### EXERCISE GOAL
Report every line below that contains the string "phrase", copying each such line in full. Count a line only if its letter case matches the string.

--- begin RECORDS PROVIDED ---

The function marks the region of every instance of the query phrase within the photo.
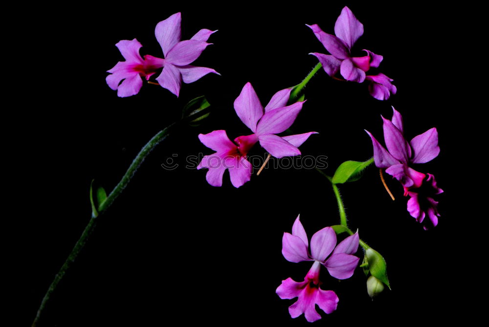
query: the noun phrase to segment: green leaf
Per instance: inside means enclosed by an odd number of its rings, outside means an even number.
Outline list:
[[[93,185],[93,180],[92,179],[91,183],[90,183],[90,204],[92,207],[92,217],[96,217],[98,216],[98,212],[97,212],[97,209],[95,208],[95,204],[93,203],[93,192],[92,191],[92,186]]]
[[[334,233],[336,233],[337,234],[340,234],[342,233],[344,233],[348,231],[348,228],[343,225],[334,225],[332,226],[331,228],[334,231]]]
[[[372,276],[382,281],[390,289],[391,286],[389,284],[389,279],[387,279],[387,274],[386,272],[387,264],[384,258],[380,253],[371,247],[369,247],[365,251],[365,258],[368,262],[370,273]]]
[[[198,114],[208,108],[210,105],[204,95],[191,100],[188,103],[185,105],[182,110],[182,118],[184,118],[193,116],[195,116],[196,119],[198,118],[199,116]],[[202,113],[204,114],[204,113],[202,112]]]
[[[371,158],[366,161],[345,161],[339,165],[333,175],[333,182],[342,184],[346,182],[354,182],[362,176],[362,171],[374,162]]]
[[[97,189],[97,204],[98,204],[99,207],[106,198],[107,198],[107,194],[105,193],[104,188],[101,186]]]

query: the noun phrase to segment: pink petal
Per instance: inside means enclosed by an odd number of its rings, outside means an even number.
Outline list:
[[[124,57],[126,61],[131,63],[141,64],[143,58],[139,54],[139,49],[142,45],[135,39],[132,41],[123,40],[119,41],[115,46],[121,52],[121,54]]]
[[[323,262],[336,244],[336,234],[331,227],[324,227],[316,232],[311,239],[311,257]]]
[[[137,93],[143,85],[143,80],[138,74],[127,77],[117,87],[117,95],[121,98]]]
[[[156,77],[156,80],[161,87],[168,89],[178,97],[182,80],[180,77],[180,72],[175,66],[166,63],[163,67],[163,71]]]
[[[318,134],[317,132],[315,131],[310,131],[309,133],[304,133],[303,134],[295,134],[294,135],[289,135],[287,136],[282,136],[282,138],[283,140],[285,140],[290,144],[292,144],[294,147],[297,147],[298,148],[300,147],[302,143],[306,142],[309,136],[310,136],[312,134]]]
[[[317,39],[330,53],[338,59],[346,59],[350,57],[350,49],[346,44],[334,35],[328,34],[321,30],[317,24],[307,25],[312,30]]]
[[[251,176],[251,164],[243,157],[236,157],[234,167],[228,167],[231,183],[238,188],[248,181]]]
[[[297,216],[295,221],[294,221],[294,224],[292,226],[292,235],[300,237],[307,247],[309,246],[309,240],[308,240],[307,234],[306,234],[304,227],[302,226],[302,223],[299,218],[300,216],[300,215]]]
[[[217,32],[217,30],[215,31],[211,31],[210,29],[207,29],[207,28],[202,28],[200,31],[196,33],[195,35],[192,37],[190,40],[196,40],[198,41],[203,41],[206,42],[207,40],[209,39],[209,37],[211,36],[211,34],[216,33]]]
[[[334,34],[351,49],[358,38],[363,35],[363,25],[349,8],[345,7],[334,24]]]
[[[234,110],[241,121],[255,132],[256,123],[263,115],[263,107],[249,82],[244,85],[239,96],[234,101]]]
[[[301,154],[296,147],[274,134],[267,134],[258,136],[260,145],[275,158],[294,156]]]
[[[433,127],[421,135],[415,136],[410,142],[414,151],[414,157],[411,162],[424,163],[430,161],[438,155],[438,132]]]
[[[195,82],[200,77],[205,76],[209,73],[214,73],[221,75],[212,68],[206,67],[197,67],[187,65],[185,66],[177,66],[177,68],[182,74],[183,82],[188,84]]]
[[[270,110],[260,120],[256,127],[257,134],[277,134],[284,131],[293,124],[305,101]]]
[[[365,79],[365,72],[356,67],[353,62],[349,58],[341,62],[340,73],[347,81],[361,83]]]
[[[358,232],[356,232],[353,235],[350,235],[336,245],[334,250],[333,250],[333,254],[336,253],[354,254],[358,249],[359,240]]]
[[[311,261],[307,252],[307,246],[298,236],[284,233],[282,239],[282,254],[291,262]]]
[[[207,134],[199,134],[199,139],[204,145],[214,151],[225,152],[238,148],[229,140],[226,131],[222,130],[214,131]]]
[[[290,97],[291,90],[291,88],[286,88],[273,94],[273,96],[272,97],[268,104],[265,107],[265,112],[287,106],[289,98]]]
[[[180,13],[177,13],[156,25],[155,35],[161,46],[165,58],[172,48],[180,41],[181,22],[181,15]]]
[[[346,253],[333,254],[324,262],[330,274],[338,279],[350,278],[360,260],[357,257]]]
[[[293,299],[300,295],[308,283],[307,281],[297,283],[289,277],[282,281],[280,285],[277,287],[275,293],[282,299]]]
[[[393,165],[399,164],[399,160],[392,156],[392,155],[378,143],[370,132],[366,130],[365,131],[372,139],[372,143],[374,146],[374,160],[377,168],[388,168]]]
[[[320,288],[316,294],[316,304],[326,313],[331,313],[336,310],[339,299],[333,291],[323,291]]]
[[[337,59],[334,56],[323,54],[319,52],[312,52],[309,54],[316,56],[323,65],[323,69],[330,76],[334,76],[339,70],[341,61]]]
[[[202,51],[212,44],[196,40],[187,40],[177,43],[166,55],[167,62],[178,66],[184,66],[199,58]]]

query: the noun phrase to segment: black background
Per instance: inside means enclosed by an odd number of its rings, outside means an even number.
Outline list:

--- end RECORDS PROVIDED ---

### OUTPUT FOR THIS EXERCISE
The function marks the region of every instance of the query phrase within the photo.
query: the noun phrase to segment: green leaf
query: the noun phrase to segment: pink petal
query: the noun phrase to segment: black background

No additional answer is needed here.